**Exercise**
Copy all of the data below line for line, changing nothing, but leave the pictures out.

**Listed entries**
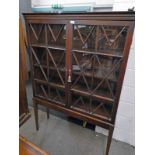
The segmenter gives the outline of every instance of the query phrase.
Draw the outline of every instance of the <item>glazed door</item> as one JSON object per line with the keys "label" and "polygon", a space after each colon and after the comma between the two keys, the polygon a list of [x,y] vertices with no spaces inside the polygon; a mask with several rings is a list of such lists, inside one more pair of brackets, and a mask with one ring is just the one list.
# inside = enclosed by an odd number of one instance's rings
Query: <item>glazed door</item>
{"label": "glazed door", "polygon": [[34,96],[66,105],[66,22],[28,23]]}
{"label": "glazed door", "polygon": [[128,32],[117,23],[72,22],[70,108],[109,121]]}

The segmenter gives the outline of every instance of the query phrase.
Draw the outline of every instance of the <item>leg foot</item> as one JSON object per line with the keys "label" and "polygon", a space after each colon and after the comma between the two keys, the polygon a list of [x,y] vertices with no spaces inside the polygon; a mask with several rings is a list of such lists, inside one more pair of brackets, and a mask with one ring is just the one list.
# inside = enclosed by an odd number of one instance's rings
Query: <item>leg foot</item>
{"label": "leg foot", "polygon": [[114,131],[114,127],[110,127],[109,134],[108,134],[108,139],[107,139],[105,155],[109,155],[109,150],[110,150],[110,145],[111,145],[111,141],[112,141],[113,131]]}
{"label": "leg foot", "polygon": [[46,108],[46,112],[47,112],[47,119],[49,119],[50,115],[49,115],[49,108]]}
{"label": "leg foot", "polygon": [[35,123],[36,123],[36,130],[39,130],[39,123],[38,123],[38,104],[33,102],[34,107],[34,117],[35,117]]}

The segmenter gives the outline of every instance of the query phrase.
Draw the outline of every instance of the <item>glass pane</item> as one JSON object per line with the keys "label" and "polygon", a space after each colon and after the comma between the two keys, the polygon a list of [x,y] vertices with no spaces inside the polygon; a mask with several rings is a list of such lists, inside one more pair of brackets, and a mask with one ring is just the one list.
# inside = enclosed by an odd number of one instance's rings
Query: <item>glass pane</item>
{"label": "glass pane", "polygon": [[48,45],[65,47],[66,26],[60,24],[47,24]]}
{"label": "glass pane", "polygon": [[30,44],[45,44],[45,24],[29,24]]}

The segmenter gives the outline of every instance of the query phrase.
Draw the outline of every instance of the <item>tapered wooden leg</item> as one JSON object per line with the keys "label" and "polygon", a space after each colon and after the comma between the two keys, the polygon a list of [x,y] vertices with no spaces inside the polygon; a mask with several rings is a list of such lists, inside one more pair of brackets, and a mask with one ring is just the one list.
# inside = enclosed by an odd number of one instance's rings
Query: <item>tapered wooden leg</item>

**Solution to this problem**
The segmenter gives the outline of every instance of the query phrase.
Draw the outline of every instance of the <item>glazed door</item> as one JSON object per line with the keys "label" and "polygon", a space after each colon and after the comma between the two keys, the polygon a list of [x,y] vertices with no spaces inside the polygon; a mask with several rings is a list of such lists, inside one more pair of brackets, and a mask with one ring is just the one list.
# inside = enclosed by an odd number of one instance's rings
Query: <item>glazed door</item>
{"label": "glazed door", "polygon": [[34,96],[66,105],[66,22],[28,23]]}
{"label": "glazed door", "polygon": [[128,32],[117,23],[72,22],[70,108],[109,121]]}

The segmenter gives the outline of every instance of the query phrase.
Draw the outline of every instance of the <item>leg foot</item> as one JSON object per line with the keys "label" and "polygon", a space after each colon and after the comma between the two keys, the polygon a list of [x,y] vertices with no spaces inside the polygon; a mask with several rings is a list of such lists, inside one more pair of brackets, and a mask with one ring is just the one list.
# inside = enclosed by an odd number of one instance's rings
Query: <item>leg foot</item>
{"label": "leg foot", "polygon": [[114,131],[114,127],[110,127],[109,134],[108,134],[108,139],[107,139],[105,155],[109,155],[109,150],[110,150],[110,145],[111,145],[111,141],[112,141],[113,131]]}
{"label": "leg foot", "polygon": [[46,108],[46,112],[47,112],[47,119],[49,119],[50,115],[49,115],[49,108]]}
{"label": "leg foot", "polygon": [[35,123],[36,123],[36,130],[39,130],[39,123],[38,123],[38,104],[33,102],[34,107],[34,117],[35,117]]}

The segmenter gives the outline of every instance of the query phrase.
Draw the outline of every instance of the <item>glass pane</item> as one JSON object per line with the keys "label" and "polygon", a space after each colon and after the comma between the two keys, the polygon a list of [x,y] vertices with no spaces inside the polygon; a mask with several rings is a list of such lists, inside one more pair of brackets, and a mask with one ring is just the one list.
# inside = enclosed by an odd number of one instance's rings
Query: <item>glass pane</item>
{"label": "glass pane", "polygon": [[48,45],[65,47],[66,26],[60,24],[47,24]]}
{"label": "glass pane", "polygon": [[30,44],[45,44],[45,24],[29,24]]}

The segmenter gives the outline of every instance of the query phrase.
Draw the outline of every instance of the <item>tapered wooden leg</item> as one JSON object per line with the keys "label" and "polygon", a space after each colon and after the comma between the two keys, the polygon a list of [x,y] vertices with no spaces inside the polygon; a mask with several rings is a list of such lists, inside one more pair of brackets, and a mask with one ring is just the one list.
# inside = enclosed by an odd number of one instance's rings
Query: <item>tapered wooden leg</item>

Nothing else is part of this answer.